=== Entries provided ===

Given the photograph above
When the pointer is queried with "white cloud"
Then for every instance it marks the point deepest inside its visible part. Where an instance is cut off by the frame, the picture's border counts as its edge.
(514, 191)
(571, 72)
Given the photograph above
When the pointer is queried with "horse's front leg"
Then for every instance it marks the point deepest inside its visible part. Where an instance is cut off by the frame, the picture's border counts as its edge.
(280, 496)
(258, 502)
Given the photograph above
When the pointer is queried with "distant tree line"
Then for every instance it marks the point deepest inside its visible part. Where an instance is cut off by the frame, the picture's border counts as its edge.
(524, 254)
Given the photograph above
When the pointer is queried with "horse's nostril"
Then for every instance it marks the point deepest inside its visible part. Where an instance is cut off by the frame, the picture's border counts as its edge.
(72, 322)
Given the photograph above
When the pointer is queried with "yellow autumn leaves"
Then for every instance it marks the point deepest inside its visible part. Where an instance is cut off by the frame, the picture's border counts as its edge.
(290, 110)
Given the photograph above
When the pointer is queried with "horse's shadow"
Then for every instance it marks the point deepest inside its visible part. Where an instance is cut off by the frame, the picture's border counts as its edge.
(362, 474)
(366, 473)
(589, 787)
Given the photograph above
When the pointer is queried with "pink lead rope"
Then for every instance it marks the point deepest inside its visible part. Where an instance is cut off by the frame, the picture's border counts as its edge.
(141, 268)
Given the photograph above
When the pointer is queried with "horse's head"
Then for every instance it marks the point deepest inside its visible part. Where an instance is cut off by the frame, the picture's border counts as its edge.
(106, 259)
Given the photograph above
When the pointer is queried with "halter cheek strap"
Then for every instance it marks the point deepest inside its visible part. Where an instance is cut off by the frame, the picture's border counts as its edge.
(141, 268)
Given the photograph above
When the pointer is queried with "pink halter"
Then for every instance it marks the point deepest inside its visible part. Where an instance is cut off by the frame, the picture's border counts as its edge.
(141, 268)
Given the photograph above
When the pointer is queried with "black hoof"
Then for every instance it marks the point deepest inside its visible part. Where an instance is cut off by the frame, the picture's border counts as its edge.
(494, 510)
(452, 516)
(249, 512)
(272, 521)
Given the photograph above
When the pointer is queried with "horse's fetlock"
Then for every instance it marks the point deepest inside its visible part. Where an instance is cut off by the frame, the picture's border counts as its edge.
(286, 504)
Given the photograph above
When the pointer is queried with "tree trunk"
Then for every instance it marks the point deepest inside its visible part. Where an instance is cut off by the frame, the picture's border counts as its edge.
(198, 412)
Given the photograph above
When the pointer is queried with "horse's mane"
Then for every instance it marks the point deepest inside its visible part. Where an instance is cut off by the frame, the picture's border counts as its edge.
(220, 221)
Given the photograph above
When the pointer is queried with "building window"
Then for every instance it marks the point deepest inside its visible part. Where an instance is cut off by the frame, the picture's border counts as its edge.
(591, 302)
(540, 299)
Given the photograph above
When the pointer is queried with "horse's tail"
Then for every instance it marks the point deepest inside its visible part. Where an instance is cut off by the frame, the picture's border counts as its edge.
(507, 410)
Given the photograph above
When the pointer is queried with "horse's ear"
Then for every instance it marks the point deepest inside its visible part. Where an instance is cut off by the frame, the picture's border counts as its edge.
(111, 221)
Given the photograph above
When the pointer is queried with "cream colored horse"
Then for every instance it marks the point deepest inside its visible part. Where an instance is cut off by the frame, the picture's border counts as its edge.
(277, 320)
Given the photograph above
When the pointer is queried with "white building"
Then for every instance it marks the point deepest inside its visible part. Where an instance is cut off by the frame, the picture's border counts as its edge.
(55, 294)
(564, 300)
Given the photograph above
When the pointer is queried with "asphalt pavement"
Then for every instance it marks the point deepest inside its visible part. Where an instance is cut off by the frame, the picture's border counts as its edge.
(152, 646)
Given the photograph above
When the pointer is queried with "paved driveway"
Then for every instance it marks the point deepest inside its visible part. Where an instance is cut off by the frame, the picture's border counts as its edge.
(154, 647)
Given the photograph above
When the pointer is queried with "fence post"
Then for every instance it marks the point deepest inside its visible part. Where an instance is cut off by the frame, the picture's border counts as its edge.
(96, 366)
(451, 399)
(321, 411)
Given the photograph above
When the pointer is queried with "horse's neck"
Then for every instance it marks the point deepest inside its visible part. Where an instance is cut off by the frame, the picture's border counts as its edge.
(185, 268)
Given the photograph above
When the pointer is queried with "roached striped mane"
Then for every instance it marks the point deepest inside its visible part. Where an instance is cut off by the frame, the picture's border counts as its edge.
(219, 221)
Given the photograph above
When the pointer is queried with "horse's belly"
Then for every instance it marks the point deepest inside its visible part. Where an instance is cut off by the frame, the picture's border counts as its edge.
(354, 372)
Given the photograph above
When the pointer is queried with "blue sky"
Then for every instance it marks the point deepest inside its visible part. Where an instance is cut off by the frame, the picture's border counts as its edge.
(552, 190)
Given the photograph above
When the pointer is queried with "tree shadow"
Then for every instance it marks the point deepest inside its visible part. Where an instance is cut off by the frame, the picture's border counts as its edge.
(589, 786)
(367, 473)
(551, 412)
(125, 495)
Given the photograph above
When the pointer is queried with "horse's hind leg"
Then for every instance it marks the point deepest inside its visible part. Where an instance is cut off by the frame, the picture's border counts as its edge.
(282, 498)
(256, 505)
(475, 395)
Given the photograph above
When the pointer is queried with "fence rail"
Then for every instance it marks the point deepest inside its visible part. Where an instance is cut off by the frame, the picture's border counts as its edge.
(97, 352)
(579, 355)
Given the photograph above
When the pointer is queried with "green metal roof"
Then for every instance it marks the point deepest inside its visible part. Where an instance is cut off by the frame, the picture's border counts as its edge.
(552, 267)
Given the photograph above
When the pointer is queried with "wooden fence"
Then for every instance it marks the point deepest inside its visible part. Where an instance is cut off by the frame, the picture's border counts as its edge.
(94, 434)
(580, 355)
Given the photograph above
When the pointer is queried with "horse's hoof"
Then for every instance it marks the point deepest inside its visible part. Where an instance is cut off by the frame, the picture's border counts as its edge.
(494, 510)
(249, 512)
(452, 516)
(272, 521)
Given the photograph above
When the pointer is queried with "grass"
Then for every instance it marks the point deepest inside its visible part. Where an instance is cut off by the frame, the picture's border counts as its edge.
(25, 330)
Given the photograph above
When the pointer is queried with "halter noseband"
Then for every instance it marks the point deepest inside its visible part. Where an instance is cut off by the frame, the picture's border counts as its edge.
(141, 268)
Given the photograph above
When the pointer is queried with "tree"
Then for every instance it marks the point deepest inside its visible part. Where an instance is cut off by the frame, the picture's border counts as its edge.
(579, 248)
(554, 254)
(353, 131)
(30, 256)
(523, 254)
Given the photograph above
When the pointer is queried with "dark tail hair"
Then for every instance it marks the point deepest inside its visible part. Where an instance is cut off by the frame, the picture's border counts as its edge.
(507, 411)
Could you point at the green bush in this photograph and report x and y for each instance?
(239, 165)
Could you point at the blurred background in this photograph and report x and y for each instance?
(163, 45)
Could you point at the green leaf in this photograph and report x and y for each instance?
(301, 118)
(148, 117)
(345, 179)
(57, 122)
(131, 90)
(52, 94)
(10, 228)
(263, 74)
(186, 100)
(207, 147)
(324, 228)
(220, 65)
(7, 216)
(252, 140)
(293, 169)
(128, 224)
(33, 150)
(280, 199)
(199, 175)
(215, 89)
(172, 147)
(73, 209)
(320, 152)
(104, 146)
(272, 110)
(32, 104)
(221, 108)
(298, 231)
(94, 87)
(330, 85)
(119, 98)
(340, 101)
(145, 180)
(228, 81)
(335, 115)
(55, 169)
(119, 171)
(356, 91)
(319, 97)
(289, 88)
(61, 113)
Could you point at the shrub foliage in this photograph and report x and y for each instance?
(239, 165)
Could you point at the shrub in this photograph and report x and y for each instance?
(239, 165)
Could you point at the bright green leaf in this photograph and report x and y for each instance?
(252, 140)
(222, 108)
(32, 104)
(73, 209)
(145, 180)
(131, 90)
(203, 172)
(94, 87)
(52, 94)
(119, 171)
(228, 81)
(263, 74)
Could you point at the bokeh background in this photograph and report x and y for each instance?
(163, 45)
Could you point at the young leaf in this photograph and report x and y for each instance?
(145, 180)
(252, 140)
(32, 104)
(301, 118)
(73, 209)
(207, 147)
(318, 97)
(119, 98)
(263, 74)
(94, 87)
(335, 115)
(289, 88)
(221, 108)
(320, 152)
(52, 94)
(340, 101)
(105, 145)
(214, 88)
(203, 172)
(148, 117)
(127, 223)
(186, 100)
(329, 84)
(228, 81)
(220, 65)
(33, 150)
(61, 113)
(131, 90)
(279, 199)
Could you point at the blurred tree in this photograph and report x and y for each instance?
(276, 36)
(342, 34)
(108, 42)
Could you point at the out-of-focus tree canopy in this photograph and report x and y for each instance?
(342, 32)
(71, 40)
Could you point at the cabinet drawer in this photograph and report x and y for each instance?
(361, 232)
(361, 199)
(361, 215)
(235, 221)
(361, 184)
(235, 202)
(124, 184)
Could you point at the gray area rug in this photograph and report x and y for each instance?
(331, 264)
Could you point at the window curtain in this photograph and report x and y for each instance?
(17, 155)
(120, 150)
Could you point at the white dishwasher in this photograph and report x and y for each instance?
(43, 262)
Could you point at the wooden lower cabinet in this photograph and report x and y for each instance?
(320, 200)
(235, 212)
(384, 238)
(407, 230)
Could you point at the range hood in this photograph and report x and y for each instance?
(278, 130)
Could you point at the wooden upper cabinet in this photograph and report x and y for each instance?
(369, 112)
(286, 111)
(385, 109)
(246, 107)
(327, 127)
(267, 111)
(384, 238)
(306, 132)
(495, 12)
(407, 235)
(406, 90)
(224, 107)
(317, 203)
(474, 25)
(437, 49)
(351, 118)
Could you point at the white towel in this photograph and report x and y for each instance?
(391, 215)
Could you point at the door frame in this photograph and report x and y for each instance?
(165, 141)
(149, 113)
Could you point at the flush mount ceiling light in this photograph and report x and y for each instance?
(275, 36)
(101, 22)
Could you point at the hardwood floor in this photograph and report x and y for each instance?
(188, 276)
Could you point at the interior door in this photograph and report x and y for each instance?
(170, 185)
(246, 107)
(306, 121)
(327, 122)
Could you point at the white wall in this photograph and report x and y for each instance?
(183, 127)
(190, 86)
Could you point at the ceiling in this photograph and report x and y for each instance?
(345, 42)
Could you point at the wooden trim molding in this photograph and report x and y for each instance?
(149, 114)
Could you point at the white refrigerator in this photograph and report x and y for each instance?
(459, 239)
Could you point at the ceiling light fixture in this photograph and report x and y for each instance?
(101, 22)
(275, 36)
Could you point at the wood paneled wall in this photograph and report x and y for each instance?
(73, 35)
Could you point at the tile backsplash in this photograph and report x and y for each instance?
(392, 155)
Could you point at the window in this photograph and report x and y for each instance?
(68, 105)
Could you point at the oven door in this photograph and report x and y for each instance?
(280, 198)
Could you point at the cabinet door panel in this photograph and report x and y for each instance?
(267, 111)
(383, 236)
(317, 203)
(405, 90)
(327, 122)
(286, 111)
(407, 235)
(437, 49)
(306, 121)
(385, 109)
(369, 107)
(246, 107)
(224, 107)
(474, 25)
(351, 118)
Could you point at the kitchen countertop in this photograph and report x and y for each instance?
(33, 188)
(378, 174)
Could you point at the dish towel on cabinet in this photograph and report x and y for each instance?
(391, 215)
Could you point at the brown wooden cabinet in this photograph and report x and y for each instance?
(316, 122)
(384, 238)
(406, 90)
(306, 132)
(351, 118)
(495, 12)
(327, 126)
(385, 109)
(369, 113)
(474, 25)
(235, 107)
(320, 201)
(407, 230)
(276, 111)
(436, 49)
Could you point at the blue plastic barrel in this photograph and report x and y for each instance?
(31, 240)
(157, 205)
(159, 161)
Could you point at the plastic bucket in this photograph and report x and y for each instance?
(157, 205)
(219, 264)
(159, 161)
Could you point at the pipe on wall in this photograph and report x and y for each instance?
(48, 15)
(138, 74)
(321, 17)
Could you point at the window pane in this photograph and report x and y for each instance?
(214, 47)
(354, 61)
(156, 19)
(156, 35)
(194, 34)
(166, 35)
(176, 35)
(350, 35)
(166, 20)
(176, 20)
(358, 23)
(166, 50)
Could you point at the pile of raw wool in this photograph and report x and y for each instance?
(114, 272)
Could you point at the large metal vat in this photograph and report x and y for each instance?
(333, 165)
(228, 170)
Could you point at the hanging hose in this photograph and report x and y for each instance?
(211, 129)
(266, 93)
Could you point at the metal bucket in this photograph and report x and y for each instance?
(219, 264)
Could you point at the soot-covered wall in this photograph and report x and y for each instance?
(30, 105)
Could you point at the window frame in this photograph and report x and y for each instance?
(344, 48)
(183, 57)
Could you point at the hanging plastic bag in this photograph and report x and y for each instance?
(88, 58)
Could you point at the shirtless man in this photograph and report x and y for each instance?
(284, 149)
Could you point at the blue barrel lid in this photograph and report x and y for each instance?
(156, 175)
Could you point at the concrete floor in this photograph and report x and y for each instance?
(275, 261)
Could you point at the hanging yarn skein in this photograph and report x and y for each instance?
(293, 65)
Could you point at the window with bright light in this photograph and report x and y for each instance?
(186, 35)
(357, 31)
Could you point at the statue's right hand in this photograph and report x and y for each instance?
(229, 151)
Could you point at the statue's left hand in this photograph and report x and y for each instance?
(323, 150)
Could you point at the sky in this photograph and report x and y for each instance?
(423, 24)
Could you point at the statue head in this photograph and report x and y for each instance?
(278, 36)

===

Reprint exactly, and only, the lines running from the one containing "Could you point at the statue head" through the last line of the listing above.

Could you point at the statue head in this photograph and report x and y for each instance?
(278, 36)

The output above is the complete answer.